(Point-per-instance localization data)

= Beginning of Section =

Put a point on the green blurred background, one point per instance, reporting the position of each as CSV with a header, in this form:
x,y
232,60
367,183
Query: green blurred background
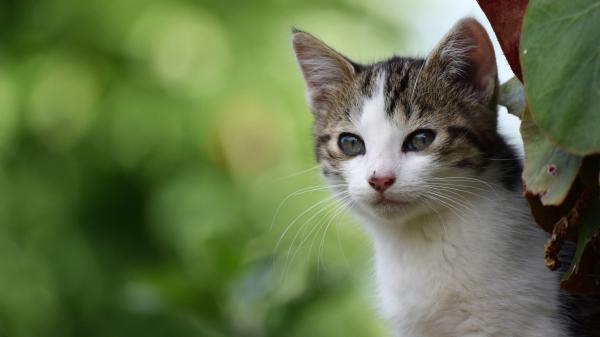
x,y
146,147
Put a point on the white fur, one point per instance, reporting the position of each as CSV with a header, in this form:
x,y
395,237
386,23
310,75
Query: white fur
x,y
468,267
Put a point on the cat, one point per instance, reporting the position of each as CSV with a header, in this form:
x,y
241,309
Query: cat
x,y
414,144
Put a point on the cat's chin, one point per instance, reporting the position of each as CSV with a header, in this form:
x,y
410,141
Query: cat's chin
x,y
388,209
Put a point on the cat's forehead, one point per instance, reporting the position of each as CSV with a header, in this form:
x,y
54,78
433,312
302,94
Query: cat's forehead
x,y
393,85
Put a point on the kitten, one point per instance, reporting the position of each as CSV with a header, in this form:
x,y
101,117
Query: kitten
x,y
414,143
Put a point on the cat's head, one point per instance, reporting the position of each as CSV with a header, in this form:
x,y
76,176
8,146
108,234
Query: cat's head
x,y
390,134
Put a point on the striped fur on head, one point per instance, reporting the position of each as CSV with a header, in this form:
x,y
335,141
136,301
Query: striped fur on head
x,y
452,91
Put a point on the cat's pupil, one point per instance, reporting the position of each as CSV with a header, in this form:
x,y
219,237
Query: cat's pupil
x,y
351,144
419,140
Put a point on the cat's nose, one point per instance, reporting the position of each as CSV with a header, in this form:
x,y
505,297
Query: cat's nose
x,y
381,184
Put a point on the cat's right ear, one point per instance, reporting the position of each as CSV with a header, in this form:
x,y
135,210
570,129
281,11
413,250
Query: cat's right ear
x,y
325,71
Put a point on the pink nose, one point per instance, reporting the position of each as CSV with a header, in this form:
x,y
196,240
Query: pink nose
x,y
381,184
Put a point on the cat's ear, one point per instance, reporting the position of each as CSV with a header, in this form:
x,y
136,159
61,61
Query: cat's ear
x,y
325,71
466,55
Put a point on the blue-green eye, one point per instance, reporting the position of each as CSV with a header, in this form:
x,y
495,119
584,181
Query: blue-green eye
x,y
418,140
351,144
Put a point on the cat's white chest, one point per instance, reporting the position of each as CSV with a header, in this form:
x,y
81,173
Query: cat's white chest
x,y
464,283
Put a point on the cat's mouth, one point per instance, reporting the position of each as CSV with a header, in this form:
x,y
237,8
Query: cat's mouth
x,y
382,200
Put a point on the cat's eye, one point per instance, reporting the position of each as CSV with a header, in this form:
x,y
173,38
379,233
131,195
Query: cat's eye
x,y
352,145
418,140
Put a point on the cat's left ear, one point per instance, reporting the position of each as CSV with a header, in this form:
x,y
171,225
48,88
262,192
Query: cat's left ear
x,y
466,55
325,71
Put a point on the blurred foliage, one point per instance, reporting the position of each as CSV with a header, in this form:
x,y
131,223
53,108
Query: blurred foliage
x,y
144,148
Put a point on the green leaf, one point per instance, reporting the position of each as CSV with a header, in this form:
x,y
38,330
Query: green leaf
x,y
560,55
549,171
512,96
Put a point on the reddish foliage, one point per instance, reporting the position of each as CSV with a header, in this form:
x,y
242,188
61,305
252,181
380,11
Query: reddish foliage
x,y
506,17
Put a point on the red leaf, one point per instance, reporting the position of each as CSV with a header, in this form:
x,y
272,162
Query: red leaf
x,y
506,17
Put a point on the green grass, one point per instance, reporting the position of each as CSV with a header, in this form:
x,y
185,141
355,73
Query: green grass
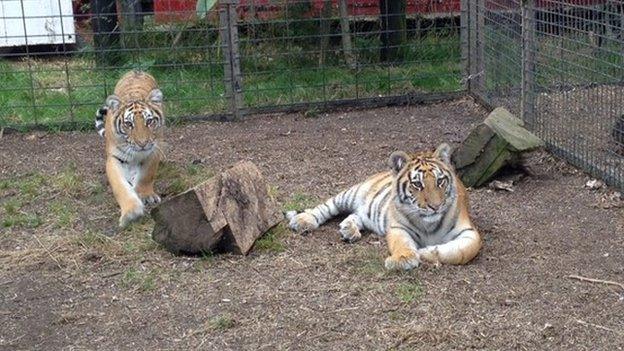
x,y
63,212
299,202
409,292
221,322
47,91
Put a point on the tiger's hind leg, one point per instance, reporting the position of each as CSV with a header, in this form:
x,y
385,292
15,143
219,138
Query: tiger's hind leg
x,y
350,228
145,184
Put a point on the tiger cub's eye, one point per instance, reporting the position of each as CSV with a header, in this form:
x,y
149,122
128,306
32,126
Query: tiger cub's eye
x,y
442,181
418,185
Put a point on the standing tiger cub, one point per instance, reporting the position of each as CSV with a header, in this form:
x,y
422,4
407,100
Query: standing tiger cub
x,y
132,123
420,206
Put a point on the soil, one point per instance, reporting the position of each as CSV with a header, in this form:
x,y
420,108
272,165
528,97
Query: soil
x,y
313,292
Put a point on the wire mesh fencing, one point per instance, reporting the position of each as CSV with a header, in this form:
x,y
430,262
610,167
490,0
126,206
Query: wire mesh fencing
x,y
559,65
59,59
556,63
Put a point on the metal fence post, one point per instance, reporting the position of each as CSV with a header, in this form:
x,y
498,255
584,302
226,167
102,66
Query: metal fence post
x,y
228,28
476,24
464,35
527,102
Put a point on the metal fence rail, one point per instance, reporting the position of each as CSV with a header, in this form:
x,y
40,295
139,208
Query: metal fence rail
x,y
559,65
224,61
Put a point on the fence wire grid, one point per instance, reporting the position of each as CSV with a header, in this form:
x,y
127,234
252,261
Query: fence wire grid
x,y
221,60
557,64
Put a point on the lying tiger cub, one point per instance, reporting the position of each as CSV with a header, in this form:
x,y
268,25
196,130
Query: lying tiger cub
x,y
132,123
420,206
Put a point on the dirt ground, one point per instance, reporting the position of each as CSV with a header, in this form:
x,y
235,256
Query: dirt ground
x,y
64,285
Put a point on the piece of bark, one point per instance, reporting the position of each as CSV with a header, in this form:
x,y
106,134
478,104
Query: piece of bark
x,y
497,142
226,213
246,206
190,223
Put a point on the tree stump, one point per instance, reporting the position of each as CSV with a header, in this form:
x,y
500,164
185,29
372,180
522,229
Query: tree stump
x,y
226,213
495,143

= End of Section =
= Beginning of Section =

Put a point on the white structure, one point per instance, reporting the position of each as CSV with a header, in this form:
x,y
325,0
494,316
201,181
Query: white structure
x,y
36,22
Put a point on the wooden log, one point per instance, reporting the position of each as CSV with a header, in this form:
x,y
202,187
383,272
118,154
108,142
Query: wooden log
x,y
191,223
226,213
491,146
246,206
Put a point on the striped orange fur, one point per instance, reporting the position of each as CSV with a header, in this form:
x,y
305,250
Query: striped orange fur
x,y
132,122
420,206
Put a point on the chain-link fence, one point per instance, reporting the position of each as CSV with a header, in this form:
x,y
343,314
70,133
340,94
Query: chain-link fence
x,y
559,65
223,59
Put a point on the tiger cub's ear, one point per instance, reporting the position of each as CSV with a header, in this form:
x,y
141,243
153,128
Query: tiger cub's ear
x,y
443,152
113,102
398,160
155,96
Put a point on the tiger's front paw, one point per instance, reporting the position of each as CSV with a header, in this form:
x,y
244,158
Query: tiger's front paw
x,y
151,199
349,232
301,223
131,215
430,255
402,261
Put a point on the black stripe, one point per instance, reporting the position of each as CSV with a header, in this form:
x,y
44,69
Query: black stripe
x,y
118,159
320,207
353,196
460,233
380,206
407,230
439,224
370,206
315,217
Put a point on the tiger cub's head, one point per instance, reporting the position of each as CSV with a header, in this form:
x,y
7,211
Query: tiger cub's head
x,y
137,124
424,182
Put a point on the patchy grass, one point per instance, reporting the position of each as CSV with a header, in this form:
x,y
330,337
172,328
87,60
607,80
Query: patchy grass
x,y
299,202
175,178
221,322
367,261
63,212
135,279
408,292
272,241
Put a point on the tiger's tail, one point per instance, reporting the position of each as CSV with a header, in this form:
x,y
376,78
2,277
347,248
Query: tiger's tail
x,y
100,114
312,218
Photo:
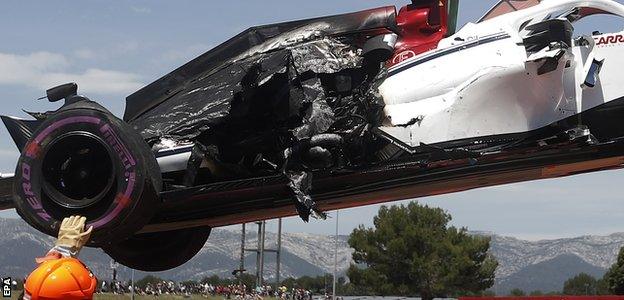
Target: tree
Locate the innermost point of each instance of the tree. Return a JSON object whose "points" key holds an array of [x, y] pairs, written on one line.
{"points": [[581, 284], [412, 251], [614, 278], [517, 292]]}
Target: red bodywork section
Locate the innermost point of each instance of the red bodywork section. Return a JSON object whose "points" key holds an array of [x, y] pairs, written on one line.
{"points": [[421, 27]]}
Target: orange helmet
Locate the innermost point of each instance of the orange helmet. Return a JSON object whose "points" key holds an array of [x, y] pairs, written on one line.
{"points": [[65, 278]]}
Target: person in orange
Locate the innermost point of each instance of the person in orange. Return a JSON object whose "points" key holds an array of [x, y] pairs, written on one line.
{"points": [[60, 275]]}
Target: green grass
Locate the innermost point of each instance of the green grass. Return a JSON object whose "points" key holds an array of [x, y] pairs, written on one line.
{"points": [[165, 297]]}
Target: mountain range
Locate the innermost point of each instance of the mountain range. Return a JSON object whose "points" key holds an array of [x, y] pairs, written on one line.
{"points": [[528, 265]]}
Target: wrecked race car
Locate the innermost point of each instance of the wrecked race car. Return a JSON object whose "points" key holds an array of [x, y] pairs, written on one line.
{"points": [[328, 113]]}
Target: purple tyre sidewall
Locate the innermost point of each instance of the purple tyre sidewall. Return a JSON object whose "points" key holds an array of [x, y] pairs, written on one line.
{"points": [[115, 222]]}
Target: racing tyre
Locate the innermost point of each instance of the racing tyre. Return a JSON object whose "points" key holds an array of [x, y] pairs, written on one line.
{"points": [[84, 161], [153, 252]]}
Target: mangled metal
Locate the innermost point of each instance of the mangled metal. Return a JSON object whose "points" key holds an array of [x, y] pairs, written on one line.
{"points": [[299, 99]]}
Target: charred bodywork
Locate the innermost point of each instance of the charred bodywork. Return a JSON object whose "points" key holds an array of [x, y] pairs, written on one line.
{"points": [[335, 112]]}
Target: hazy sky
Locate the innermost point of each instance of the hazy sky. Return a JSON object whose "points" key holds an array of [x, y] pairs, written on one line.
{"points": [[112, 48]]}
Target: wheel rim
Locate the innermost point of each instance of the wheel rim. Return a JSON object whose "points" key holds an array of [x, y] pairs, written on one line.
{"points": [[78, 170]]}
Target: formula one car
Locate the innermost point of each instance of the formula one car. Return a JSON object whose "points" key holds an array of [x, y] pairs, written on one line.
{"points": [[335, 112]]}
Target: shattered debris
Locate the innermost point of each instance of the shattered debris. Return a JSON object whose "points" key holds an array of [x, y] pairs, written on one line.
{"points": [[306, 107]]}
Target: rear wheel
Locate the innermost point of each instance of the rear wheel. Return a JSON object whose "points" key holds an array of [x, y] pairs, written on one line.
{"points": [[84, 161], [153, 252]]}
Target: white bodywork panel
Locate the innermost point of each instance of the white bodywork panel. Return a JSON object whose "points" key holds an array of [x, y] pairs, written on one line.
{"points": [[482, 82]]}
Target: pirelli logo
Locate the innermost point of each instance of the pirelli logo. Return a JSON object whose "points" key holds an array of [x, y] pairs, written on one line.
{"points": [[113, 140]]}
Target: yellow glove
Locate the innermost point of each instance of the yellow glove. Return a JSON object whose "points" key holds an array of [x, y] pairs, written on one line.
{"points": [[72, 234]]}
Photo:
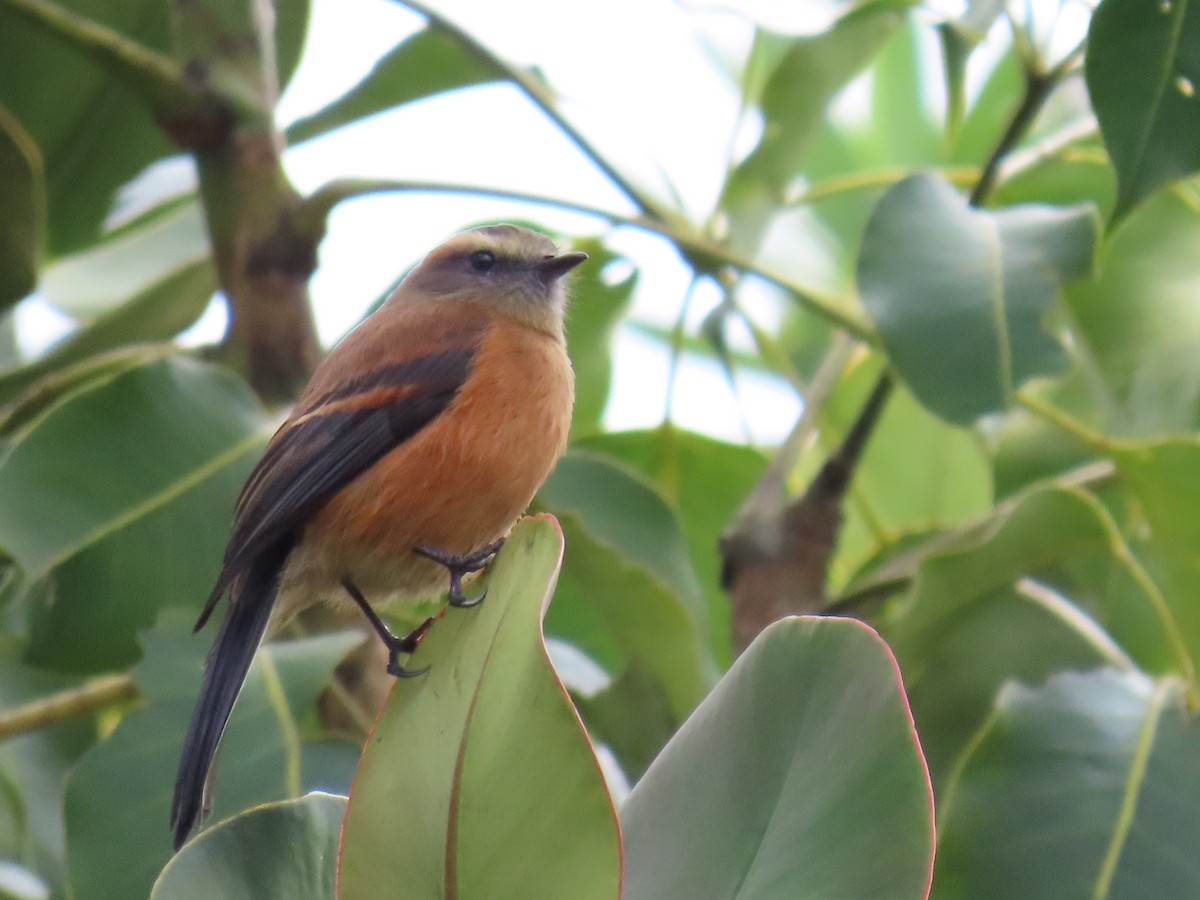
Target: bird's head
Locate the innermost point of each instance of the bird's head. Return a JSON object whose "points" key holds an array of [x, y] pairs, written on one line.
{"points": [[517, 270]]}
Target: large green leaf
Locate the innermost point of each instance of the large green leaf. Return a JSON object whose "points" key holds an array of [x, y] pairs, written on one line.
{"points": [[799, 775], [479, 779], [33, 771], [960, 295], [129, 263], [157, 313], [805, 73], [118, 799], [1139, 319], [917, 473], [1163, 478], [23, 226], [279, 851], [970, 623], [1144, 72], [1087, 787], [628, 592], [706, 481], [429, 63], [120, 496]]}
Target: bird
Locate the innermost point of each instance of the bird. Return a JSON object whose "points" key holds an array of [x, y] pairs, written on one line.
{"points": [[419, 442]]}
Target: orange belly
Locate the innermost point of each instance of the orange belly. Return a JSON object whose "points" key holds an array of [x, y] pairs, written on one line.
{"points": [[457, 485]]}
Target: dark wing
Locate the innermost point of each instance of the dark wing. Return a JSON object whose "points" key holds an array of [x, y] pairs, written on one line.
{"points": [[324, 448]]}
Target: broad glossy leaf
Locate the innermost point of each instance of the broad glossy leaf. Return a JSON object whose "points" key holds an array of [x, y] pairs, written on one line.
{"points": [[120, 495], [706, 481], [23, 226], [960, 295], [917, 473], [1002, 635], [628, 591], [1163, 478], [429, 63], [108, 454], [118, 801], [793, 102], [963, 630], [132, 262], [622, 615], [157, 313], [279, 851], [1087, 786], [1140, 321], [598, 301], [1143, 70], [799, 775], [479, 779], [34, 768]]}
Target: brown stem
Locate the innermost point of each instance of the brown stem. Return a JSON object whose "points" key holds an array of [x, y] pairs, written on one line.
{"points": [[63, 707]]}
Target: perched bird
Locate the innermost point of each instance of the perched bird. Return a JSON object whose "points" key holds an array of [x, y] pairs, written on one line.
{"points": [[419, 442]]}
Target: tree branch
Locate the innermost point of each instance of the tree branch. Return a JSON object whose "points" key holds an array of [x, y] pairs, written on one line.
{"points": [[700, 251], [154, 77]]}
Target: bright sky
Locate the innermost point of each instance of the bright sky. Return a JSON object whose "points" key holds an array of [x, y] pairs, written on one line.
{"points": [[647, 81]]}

= End of Section =
= Beginning of Section =

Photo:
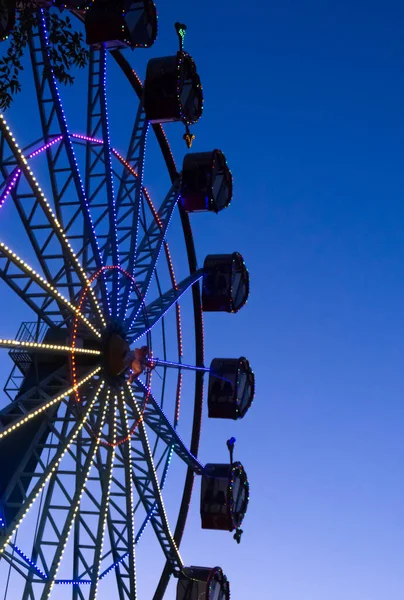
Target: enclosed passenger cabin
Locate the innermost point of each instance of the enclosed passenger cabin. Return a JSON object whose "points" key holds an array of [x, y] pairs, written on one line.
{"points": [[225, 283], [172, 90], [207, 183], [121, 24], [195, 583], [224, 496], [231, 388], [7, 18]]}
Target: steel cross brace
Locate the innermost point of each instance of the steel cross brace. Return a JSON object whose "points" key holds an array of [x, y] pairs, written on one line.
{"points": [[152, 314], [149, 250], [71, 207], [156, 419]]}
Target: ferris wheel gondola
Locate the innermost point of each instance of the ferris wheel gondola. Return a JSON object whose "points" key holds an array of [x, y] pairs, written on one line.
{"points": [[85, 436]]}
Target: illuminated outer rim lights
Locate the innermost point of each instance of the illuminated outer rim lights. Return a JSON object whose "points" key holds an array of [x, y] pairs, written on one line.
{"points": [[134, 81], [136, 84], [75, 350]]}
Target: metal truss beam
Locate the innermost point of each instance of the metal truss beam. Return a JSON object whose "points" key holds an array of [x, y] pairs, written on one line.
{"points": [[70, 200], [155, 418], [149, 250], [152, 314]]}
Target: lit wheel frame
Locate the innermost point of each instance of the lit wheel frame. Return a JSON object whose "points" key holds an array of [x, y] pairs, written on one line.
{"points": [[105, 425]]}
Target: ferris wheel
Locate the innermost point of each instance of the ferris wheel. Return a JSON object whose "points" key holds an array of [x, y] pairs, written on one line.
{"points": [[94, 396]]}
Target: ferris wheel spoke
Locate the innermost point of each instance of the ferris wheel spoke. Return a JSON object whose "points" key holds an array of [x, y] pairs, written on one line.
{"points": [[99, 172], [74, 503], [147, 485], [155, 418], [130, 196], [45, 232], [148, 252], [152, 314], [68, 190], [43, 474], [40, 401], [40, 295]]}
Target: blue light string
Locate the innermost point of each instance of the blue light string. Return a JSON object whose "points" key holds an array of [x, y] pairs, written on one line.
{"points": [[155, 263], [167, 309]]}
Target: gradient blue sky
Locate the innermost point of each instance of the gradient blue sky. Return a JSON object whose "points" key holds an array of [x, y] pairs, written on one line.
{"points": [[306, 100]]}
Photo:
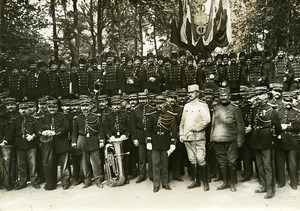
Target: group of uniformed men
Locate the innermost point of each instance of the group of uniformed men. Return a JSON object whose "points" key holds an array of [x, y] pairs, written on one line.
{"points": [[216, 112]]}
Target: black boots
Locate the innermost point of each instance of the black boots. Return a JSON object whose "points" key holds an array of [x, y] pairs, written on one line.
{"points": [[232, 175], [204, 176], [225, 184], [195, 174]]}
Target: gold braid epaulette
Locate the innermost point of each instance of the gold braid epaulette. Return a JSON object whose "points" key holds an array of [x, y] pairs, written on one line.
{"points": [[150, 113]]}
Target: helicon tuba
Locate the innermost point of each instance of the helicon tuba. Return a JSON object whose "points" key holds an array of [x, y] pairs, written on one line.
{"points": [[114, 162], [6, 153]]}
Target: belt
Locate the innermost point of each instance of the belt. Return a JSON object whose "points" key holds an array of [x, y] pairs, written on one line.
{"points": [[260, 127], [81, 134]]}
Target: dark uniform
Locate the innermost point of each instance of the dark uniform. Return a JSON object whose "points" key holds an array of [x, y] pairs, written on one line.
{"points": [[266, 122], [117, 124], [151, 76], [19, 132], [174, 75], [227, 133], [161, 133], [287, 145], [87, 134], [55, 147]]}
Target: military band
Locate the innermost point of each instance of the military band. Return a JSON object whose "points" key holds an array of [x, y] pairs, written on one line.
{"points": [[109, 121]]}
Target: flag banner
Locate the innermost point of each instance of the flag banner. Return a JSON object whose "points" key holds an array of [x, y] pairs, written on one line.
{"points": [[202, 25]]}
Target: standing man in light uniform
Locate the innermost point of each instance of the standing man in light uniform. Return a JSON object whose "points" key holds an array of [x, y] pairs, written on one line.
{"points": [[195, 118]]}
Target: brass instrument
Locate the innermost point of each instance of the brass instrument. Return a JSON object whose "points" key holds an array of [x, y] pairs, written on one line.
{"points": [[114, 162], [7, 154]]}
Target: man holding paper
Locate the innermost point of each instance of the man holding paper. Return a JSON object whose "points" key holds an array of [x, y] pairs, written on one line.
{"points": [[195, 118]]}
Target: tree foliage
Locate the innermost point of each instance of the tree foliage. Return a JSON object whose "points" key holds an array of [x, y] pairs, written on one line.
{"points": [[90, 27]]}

= End of Section =

ASSIGNED TASK>
Print the lines above from the one with "Locate the innermost point of each instance of the lit" through the one with "Target: ferris wheel spoke", both included, exactly as written and nothing more.

SOLUTION>
Locate the innermost point of each instance of the lit wheel frame. Return a JSON object whose "points" key holds an array of [x, y] pairs, written on one line.
{"points": [[105, 425]]}
Target: ferris wheel
Locate the innermost point of each instance of the ferris wheel. Return a JSON object whose "points" key holds an array of [x, y] pairs, written on one line.
{"points": [[94, 396]]}
Target: ferris wheel spoke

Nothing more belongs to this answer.